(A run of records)
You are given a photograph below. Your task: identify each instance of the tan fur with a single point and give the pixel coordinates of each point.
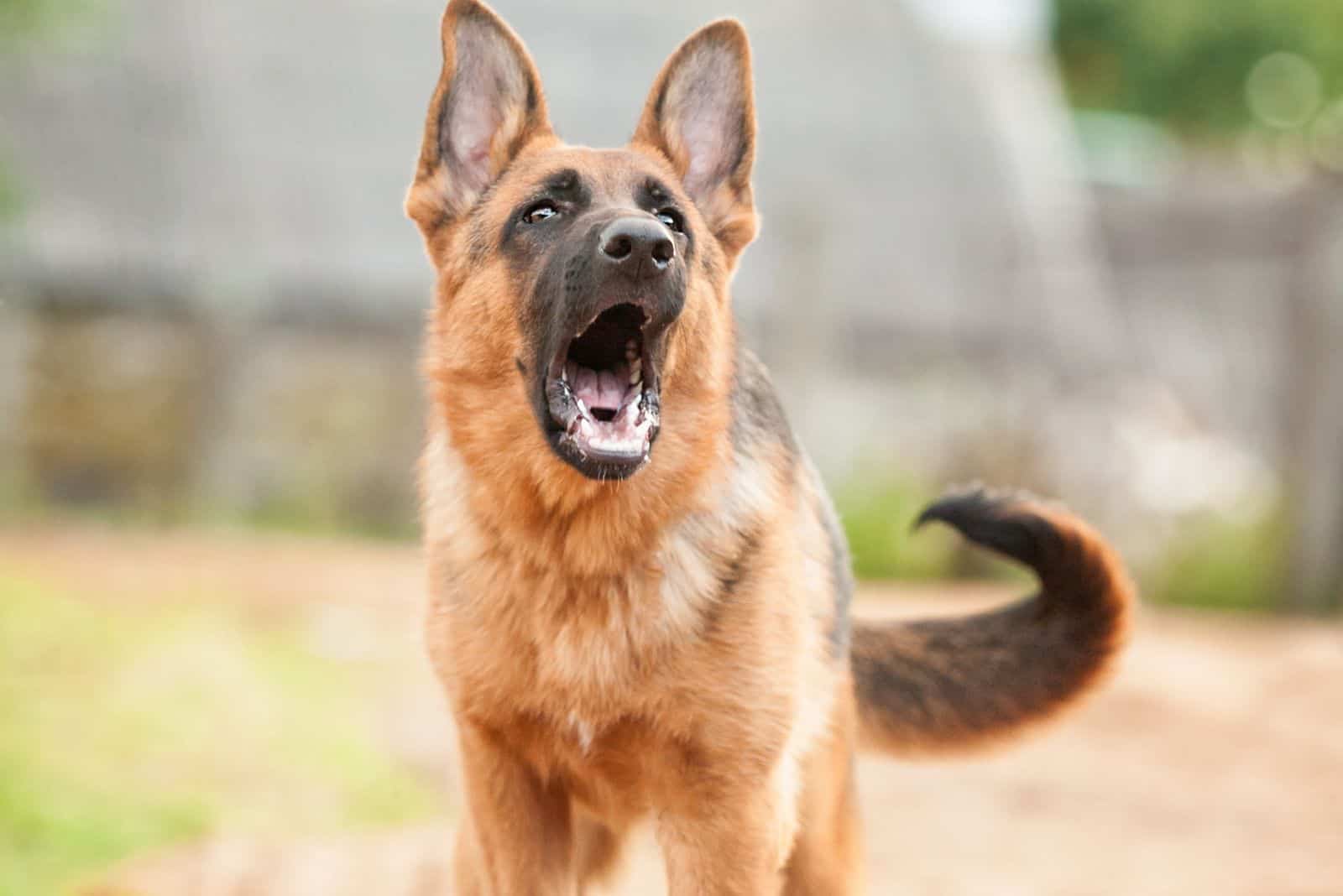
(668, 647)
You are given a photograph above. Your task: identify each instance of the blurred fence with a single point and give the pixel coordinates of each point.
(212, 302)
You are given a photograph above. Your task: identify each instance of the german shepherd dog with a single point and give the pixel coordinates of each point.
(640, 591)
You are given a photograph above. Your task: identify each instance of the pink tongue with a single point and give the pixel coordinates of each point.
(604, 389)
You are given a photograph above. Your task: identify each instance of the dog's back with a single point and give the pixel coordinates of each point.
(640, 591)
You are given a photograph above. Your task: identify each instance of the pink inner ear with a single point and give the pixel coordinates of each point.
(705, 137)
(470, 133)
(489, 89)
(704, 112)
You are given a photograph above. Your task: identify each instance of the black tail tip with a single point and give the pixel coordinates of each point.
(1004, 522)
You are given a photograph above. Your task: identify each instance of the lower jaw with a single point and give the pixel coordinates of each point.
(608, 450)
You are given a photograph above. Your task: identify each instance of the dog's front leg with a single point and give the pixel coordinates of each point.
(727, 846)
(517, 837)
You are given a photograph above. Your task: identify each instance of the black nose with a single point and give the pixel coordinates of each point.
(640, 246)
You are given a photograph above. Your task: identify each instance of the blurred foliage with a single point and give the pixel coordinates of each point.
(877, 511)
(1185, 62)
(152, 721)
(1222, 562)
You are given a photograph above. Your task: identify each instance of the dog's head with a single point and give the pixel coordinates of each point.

*Objective*. Your task is to return, exactly and on their own, the lines from the one containing "of the lower" through the last line of the listing.

*Worked answer*.
You are given a photograph above. Your task: identify each instance of the lower jaw with a single point and give the pixel coordinates of each point.
(608, 450)
You are given a photograph above. Your task: identify each instance of the dog's front leg with a single point and give the pixel coordinates of each point.
(727, 846)
(517, 837)
You are given a photograph above. Your task: identify each instance of the black nose with a single point and give the pixel coordinates of each point.
(640, 246)
You are given a photograph above. Your task: identify each instance of the blurred foliage with a single point and give the pixel coordinates of each point.
(877, 511)
(1185, 62)
(152, 721)
(1222, 562)
You are given a photograph above. Your task: identify each instance of the dog's head with a single point and give the pixel coordinates of each point.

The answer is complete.